§ **EXERCISE DIRECTIONS**:
Reproduce the data verbatim, starting at the line that contains "the green leaf print" and ending at the last line of the data.

§ **SUPPLIED ENTRIES**:
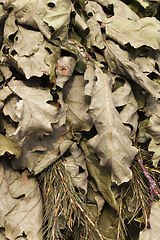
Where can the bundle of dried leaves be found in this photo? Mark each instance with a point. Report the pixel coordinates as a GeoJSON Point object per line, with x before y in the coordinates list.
{"type": "Point", "coordinates": [79, 120]}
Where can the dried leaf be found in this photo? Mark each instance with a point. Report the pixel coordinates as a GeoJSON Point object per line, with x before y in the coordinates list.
{"type": "Point", "coordinates": [31, 14]}
{"type": "Point", "coordinates": [77, 103]}
{"type": "Point", "coordinates": [100, 175]}
{"type": "Point", "coordinates": [7, 145]}
{"type": "Point", "coordinates": [144, 31]}
{"type": "Point", "coordinates": [119, 63]}
{"type": "Point", "coordinates": [112, 143]}
{"type": "Point", "coordinates": [26, 216]}
{"type": "Point", "coordinates": [35, 114]}
{"type": "Point", "coordinates": [64, 70]}
{"type": "Point", "coordinates": [73, 164]}
{"type": "Point", "coordinates": [58, 17]}
{"type": "Point", "coordinates": [38, 154]}
{"type": "Point", "coordinates": [123, 97]}
{"type": "Point", "coordinates": [120, 9]}
{"type": "Point", "coordinates": [7, 176]}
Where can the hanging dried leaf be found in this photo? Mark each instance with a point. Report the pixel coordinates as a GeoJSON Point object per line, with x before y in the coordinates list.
{"type": "Point", "coordinates": [112, 136]}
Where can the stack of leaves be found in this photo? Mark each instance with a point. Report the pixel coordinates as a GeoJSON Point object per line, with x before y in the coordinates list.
{"type": "Point", "coordinates": [79, 95]}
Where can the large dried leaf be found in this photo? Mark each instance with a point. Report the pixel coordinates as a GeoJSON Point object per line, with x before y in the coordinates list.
{"type": "Point", "coordinates": [58, 17]}
{"type": "Point", "coordinates": [112, 143]}
{"type": "Point", "coordinates": [64, 70]}
{"type": "Point", "coordinates": [76, 165]}
{"type": "Point", "coordinates": [7, 145]}
{"type": "Point", "coordinates": [123, 97]}
{"type": "Point", "coordinates": [26, 217]}
{"type": "Point", "coordinates": [100, 175]}
{"type": "Point", "coordinates": [31, 13]}
{"type": "Point", "coordinates": [120, 9]}
{"type": "Point", "coordinates": [26, 42]}
{"type": "Point", "coordinates": [94, 37]}
{"type": "Point", "coordinates": [77, 103]}
{"type": "Point", "coordinates": [7, 203]}
{"type": "Point", "coordinates": [35, 65]}
{"type": "Point", "coordinates": [38, 154]}
{"type": "Point", "coordinates": [154, 232]}
{"type": "Point", "coordinates": [119, 63]}
{"type": "Point", "coordinates": [144, 31]}
{"type": "Point", "coordinates": [35, 114]}
{"type": "Point", "coordinates": [10, 28]}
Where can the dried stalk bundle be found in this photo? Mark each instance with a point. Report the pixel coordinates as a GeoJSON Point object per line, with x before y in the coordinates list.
{"type": "Point", "coordinates": [65, 214]}
{"type": "Point", "coordinates": [137, 196]}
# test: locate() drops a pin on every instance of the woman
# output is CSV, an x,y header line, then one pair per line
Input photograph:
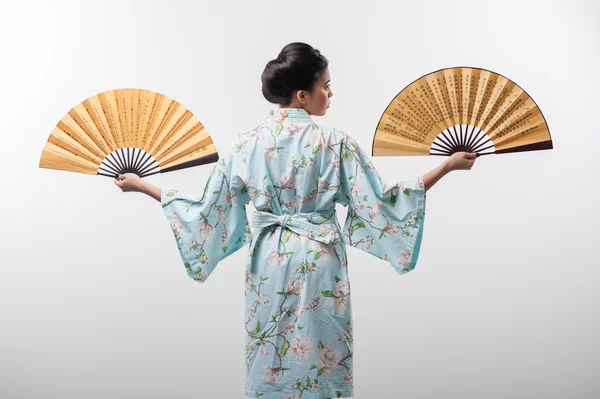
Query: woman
x,y
298,307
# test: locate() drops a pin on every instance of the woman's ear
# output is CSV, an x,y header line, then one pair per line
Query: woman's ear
x,y
301,96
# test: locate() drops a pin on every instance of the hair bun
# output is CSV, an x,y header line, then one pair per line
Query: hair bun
x,y
297,67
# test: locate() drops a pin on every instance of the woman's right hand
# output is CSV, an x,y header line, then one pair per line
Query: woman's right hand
x,y
130,182
461,160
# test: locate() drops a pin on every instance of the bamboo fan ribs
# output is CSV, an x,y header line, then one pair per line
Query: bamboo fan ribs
x,y
128,130
461,109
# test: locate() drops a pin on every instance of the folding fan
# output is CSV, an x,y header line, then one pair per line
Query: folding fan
x,y
461,109
128,130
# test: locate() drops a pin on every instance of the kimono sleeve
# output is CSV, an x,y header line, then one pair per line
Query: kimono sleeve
x,y
209,228
385,221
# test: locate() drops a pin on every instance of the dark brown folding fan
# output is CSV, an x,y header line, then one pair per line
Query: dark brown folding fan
x,y
128,130
461,109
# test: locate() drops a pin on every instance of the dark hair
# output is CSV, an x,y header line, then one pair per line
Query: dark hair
x,y
297,67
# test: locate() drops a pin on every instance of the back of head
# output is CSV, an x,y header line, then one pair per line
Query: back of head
x,y
297,67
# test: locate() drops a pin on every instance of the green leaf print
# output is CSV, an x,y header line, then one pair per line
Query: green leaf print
x,y
278,130
345,154
286,236
284,348
357,226
257,329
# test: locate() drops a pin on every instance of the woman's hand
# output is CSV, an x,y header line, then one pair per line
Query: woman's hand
x,y
457,161
130,182
461,160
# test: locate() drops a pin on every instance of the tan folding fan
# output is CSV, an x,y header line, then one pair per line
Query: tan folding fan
x,y
461,109
128,130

§ **FULL SOLUTION**:
# test: locate() drops a pin on every instance of the green leaf print
# output is CSV, an x,y header line, then one pair per line
Query: green leaf print
x,y
278,130
345,154
286,236
284,348
357,226
257,329
# test: locate() drops a pin on every instance of the woman's hand
# output is CSV, an x,y header line, then one pair per line
Query: woman's hand
x,y
457,161
130,182
461,160
# test: locate() drops a pin on every instance of the tan folding fan
# output is CSV, an x,y header line, then one pair per line
Query: tan folding fan
x,y
461,109
128,130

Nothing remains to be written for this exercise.